• Requirements
Word for word, print each line of the listing below; pictures stay out.

— start Material provided —

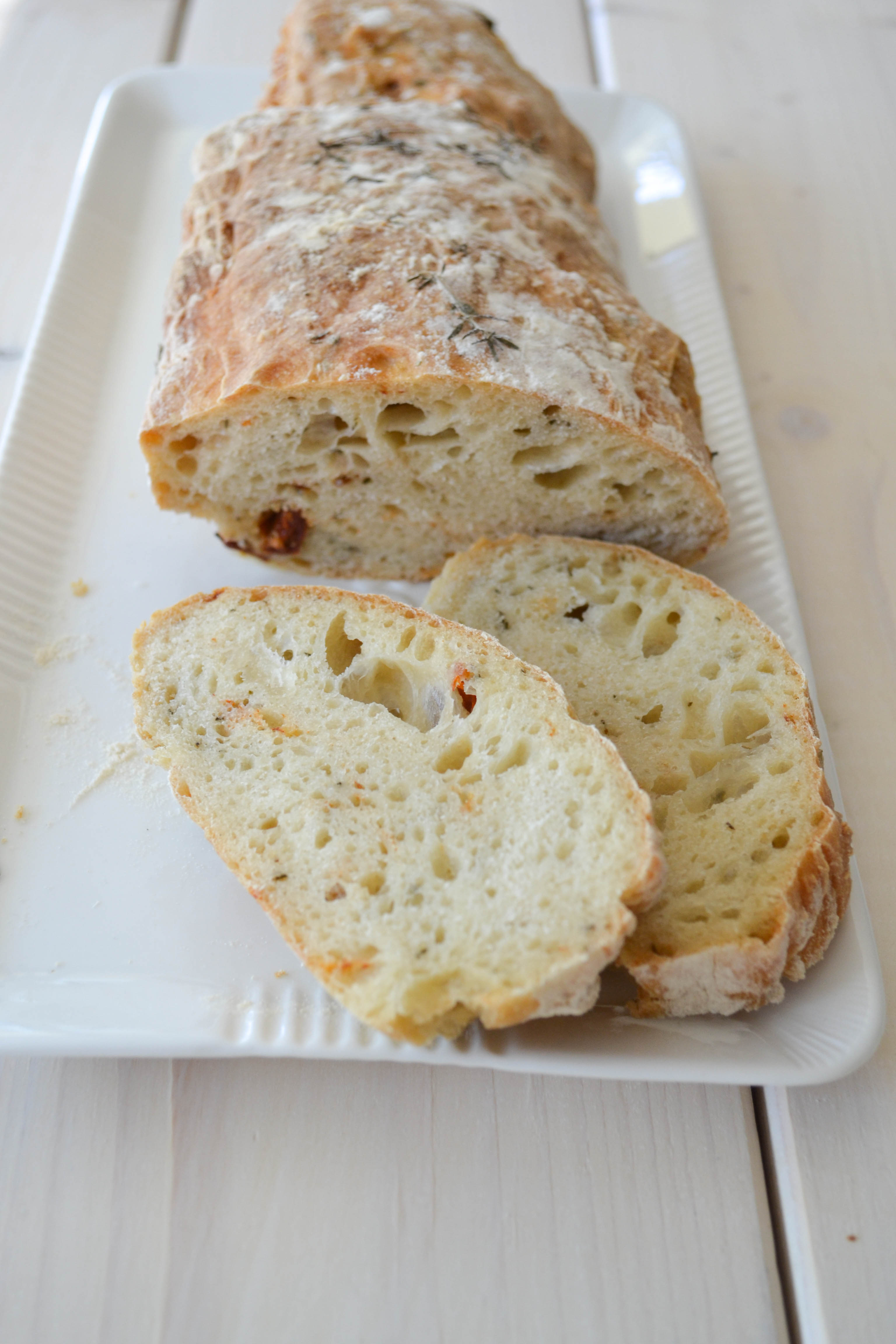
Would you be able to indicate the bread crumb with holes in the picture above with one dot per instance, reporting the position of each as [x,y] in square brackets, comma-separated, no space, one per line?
[375,776]
[714,718]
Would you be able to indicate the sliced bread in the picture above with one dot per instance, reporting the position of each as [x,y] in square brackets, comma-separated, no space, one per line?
[432,50]
[393,331]
[417,810]
[714,718]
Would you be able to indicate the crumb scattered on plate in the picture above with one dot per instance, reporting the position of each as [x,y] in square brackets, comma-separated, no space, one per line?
[64,648]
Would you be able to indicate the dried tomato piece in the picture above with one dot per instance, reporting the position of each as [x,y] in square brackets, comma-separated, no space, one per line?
[468,698]
[284,530]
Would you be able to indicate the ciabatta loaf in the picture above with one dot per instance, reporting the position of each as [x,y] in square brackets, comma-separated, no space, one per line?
[343,52]
[714,718]
[428,825]
[391,332]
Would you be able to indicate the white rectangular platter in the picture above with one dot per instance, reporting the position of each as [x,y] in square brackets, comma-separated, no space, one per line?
[121,933]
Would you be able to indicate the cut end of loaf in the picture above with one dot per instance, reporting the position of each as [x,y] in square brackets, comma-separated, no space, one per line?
[389,483]
[426,823]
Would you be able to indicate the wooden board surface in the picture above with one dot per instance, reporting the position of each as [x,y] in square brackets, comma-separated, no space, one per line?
[790,112]
[258,1199]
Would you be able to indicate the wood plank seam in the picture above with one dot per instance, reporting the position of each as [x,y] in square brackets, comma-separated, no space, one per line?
[773,1193]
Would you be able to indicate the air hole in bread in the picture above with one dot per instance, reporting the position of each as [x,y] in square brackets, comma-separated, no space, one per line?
[660,635]
[340,650]
[702,763]
[727,780]
[442,865]
[445,436]
[400,417]
[620,622]
[453,756]
[322,430]
[561,480]
[425,647]
[742,722]
[519,755]
[534,456]
[695,718]
[387,685]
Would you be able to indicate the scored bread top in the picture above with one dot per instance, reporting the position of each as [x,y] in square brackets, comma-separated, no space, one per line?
[714,718]
[342,52]
[426,823]
[404,255]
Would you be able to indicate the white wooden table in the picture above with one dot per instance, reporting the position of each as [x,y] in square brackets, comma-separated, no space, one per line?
[150,1202]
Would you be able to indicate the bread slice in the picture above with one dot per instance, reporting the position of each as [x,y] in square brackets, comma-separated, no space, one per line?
[714,718]
[340,52]
[418,811]
[393,331]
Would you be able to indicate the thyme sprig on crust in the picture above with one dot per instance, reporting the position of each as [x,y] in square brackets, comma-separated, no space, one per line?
[468,328]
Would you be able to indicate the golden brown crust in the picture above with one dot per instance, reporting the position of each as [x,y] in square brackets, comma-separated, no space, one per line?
[347,248]
[334,52]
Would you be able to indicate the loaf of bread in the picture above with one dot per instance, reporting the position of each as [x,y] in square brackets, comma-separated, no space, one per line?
[714,718]
[428,825]
[393,331]
[343,52]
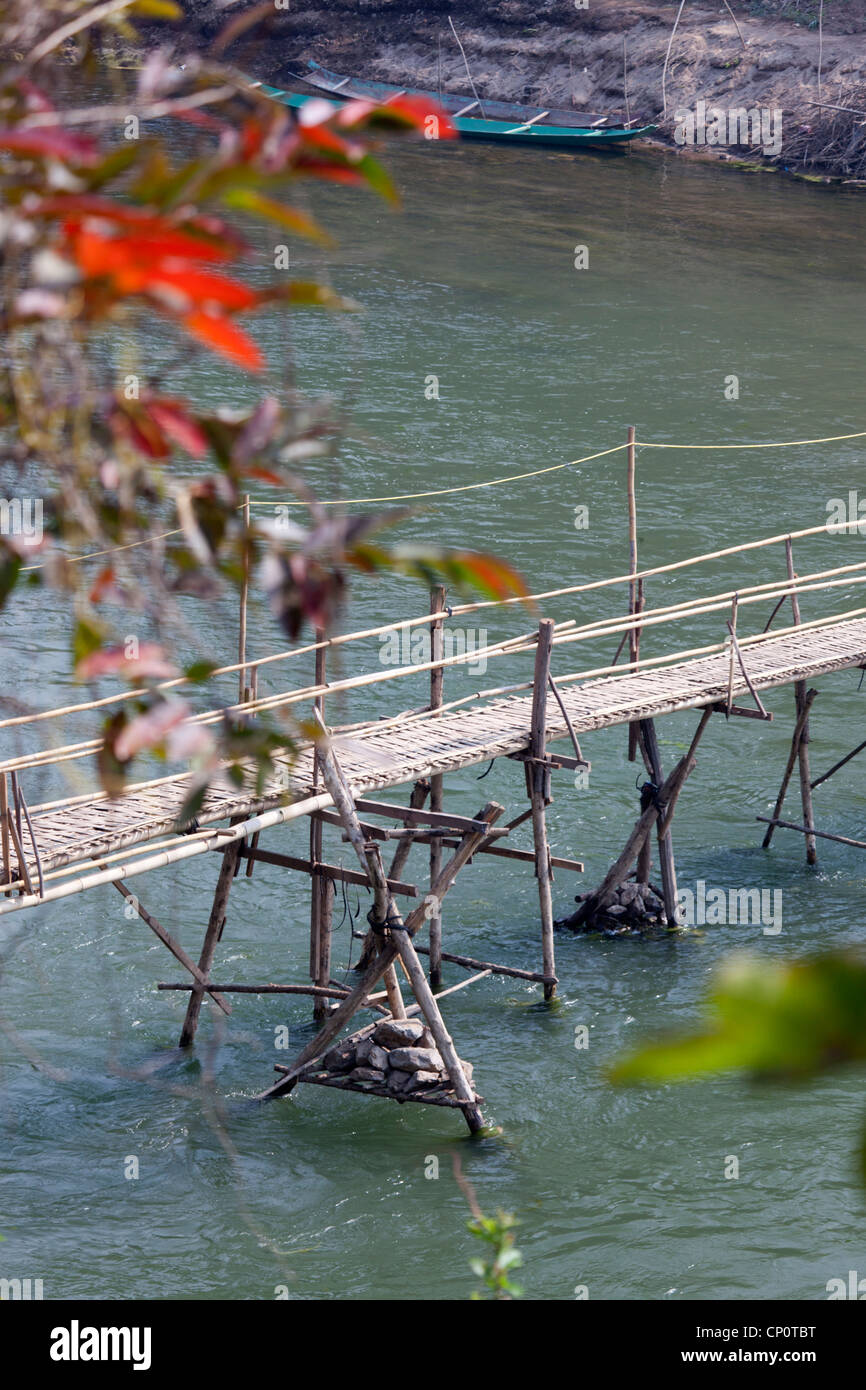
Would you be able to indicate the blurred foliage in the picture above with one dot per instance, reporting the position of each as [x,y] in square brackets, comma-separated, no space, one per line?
[104,232]
[772,1020]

— end Material provided —

• Task result
Would you be able to indicate the bread crumb with holes in the picture above with one dot per instance, reporting the position of each as [x,y] in square brackets, comma-separated, no space, one per line?
[375,776]
[714,718]
Would you be able to indicate the sliced bread in the picture above with one dot per instance, reporting the position of each as [x,y] in square brackets, comma-separated, no space, one per line?
[432,50]
[393,331]
[417,810]
[714,718]
Would you be able to indicate the crumb scattered on plate in the picture above with one dot per instance, reporting the position of each as [x,y] in square brackets, comma-separated, no space, one per line?
[64,648]
Would you be able to indicate the dried tomato piece in the picture above with one dot per instance, reporting the position of each as [x,y] in square brackets, comma-separated, no space, one per line?
[468,698]
[284,530]
Would you be able to indicate the ciabatta loaf in the picture above with one dot per instance, reporting the position of each as [x,y] in square brackets, comma-separated, no space, one per line?
[343,52]
[714,718]
[428,825]
[391,332]
Would you be able to indicate the white rectangular platter in the picture above with one dot per instance, reporting the position of each as [x,y] in square brackets, comma-separated, no space, one per line?
[121,933]
Would you be able to indicate the cut end of loaf in the picture above with one dot per instance, reporting the position of each as [x,y] in square brackets, comma-separated, no space, one per line?
[389,483]
[426,823]
Would you be able to indicate the wooden board surface in the picture above with one dot per instance, reporting the position of each as [x,y] in square brackets, comma-separated, no space, one per line?
[790,112]
[258,1199]
Would you be able to indicate the wood plank seam in the picture above with one dot per instance, reporting the position of each as [x,y] in square brackets, comma-separated, no space, one per line?
[773,1193]
Would you be able to indicate the air hole in bread in the picture above with one dot per instance, reporting the position of each as [x,y] in square brackets, comma-separated, no space, one per line?
[660,635]
[340,650]
[702,763]
[727,780]
[442,865]
[445,436]
[400,417]
[620,622]
[453,756]
[322,430]
[561,480]
[425,647]
[742,722]
[519,755]
[534,456]
[695,718]
[387,685]
Would you be able to indicate the scored bread top in the picture above with one dot per instance, reporting the position of each as [x,y] in square brackets, comma-separated, no space, one per line?
[714,718]
[342,52]
[426,823]
[404,255]
Would you be able to indicate the white wooden table in the picture above with one dot per instance, reporting the position of each as [x,y] in square brackets, comma-separated, no space, one per line?
[150,1202]
Would you be able to indicate the bread slice in the picture above with one dot per instance, reporting the position of each as [x,y] in square brackets, comma-separated, no space, one per line?
[714,718]
[340,52]
[418,811]
[393,331]
Would you be able to indicate the thyme sprig on crust in the picture above with one dot per instance, reporting the position of each as [x,y] in square brackets, comma-separated, no space, one per line?
[468,328]
Would you be able to indicate the golden brown crust in the picture above with one dot per instance, reporting the position of each as [x,y] in square brackets, comma-separated, no space, one per line?
[347,248]
[334,52]
Would you be able to indicate the loaf of bread in the picture above with one dot per instance, reporting the position of each as [x,y] in square brackets, comma-separated, no space, one per line?
[714,718]
[428,825]
[393,331]
[343,52]
Would you be able to indicate the blurred foliage in the picture above with one dot per instance, reporting the position of each as [x,y] in square brackets, comma-separated, no space, one per line?
[104,232]
[772,1020]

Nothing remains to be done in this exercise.